### What you will do:
**A)** In the post on digital public humanities, who was the other Co-Director of Our Marathon: The Boston Bombing Digital Archive?
**B)** Reproduce the post on digital public humanities, everything from "On another ACH" down to "and their needs and interests.".
**C)** Write what comes next in the post on digital public humanities, picking up right after its last sentence.

### Document segment:
┄┄┄┄┄┄┄┄┄┄┄┄┄┄┄┄┄┄┄┄

Hi! This post is a revised version of some remarks I gave on a “Space and Place” panel at ACH 2019. It’s also a kind of roundup of some conversations that happened at this fantastic conference. Many of the images here are screenshots of slides from my talk. Thanks to everyone cited here who informed my thinking; any faults or bad takes are completely my own.
One of the more popular tweets to come out of the first Association for Computers and the Humanities Conference (#ACH2019 on Twitter) was the observation by Kristen Mapes (who is great!) that there seemed to be “a call for slow DH, for spending time with archives and data and material and the people within them.” I agree that there seemed to be a lot of advocates for “Slow DH” in Pittsburgh, and I wanted to think about these investments from the perspective of a digital public humanities practitioner who works with non-academic community partners, collaborators, and publics.
On the Minimal Computing roundtable at ACH, Marisa Parham asked “What does it mean to validate new kinds of work?” and I think this question has a lot of relevance to place-based digital public humanities initiatives, many of which involve forms of collaboration with off-campus stakeholders, non-academic publics, speculative dimensions, people in precarious positions. In considering when and how digital public humanities might complement “slow” work with faster and more public-facing benchmarks and outputs, I want to acknowledge that the validation of these forms of labor requires that our institutions reimagine and reevaluate how it staffs centers, labs, and departments, how our “conditions of possibility” (a phrase I have heard Thomas Padilla use in other contexts) are inevitably limited if we do not attend to the various institutional realities shaping the work of digital public humanities.
On another ACH panel this past week, Stuart Varner asked, “Is the library solely a collections space, or is it also a productive space?” An ethical approach to acknowledging the realities of collections and preservation work might consider how laborers traditionally aligned with these tasks might be explicitly resituated to do alternate forms of digital scholarship, but I also strongly believe that creating “productive spaces” in libraries and other institutional spaces requires us to create space for valued and compensated collaborators with experience and knowledge of various forms of production that are speculative, community-oriented, iterative, designed with knowledge of particular publics and their needs and interests.
It’s exciting to see “public digital humanities” as a major sub-topic of next year’s international DH conference. But as a specialist in digital public humanities speaking from the perspective of contingent labor, I’m also skeptical of occasions when DH practitioners have conveniently (but not always convincingly) decided that they already do work that resonates with various publics and meets their needs and interests. If we are serious about supporting digital public humanities or public digital humanities, then we need to work on how our institutions value its specialists, its forms of collaboration, its needs at the levels of design and outreach and implementation. There’s often a pretty wide gap between the grant application or the conference paper and the realities of doing digital public humanities.
I’ll note that I have been an advocate for and practitioner of a kind of “Slow DH” for some time. My investments in more deliberate and iterative methodologies originate in part from my experiences as Co-Director (with Alicia Peaker) on Our Marathon: The Boston Bombing Digital Archive as a doctoral student at Northeastern. Due to available resources (specifically, funding and staffing who could work full-time on the initiative), we operated on a very accelerated timeline, completing a significant amount of project in just over a year. The pace of Our Marathon was also in part motivated by a sense that the publics that we and other cultural institutions working on related projects were prioritizing in and around Boston would expect and value programming and outputs that coincided with the one-year anniversary of these tragic events. But this pace also at times adversely affected project work: it takes time to build relationships with potential collaborators, to design digital work that resonates with the user experiences and expectations of desired publics, to look ahead to long-term preservation. Some of this work did in fact extend well into the future, culminating in a revised digital home for the project that was made public in time for the five-year anniversary of the bombings.

┄┄┄┄┄┄┄┄┄┄┄┄┄┄┄┄┄┄┄┄

### Dataset rows:
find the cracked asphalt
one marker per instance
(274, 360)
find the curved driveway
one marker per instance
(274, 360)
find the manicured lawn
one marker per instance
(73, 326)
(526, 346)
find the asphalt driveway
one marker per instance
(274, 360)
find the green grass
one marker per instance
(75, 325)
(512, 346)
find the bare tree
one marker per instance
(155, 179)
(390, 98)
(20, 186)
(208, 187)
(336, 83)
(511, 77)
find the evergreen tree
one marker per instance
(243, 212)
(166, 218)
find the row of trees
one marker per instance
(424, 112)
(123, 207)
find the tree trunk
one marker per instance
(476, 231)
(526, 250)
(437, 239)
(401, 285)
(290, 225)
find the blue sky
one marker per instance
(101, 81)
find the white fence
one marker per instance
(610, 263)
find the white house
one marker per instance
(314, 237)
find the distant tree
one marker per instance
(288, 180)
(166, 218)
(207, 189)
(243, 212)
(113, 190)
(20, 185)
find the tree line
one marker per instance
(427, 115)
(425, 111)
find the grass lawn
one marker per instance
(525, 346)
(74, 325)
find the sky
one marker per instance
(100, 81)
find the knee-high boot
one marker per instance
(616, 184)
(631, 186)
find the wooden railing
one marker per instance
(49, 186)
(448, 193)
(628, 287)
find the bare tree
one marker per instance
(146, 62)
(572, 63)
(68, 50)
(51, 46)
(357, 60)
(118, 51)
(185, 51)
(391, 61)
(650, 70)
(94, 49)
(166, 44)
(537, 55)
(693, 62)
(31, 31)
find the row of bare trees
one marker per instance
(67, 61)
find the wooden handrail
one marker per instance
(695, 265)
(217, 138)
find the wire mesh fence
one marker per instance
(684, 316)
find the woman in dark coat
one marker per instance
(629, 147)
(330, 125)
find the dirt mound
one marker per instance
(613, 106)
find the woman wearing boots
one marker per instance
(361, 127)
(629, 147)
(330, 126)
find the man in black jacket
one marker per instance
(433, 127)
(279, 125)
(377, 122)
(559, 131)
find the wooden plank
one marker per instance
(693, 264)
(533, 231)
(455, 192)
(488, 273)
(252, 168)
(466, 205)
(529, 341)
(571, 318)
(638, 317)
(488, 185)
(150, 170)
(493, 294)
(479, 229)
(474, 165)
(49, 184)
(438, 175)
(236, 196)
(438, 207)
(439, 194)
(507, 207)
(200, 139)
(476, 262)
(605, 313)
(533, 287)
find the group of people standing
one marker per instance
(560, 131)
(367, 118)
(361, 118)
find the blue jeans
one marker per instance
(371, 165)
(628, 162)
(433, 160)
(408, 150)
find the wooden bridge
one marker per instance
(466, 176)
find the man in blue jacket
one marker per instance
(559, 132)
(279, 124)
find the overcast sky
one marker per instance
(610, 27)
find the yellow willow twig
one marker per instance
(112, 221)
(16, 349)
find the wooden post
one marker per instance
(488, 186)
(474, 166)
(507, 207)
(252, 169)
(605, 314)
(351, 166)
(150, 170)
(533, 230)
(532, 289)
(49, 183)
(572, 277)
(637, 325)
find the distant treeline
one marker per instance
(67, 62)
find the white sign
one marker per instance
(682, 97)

┄┄┄┄┄┄┄┄┄┄┄┄┄┄┄┄┄┄┄┄

### Exercise answers:
**A)** Alicia Peaker

**B)**
On another ACH panel this past week, Stuart Varner asked, “Is the library solely a collections space, or is it also a productive space?” An ethical approach to acknowledging the realities of collections and preservation work might consider how laborers traditionally aligned with these tasks might be explicitly resituated to do alternate forms of digital scholarship, but I also strongly believe that creating “productive spaces” in libraries and other institutional spaces requires us to create space for valued and compensated collaborators with experience and knowledge of various forms of production that are speculative, community-oriented, iterative, designed with knowledge of particular publics and their needs and interests.

**C)**
Due to these experiences, I’ve tried to argue for the value of developing digital projects over time, to demonstrate the value of iterative approaches and designing roadmaps that consider scale and scope in the context of available resources. I’ve written a bit about this approach in the context of Mapping Violence, a project directed by Dr. Monica Muñoz Martinez that I have worked on in various capacities over the last four years here at Brown. I’ve also written about what motivated me to design a Fall 2017 “Digital Public Humanities” course around a collaboration with the Providence Public Library Special Collections Department where our “deliverables” materialized in the form of recommendations rather than fully-formed, public-facing digital projects. The decision to focus on these particular forms of collaboration, labor, and output output — as opposed to, say, a set of student-curated online exhibits of digitized materials — were made in large part because the PPL and I began discussing the benefits of partnering up months before the semester began, so we were able to learn more about our particular contexts, expertise, and needs. In many respects, this collaboration is the kind of “slow” digital humanities advocated by many conference attendees, and obviously it’s a methodology I’m invested in. Recommendations materialized in the form of presentations to PPL staff and stakeholders. Students did not assume expertise in the cultural experiences of collections stakeholders, or PPL archivists and librarians, instead learning about archival labor and its various processes and workflows.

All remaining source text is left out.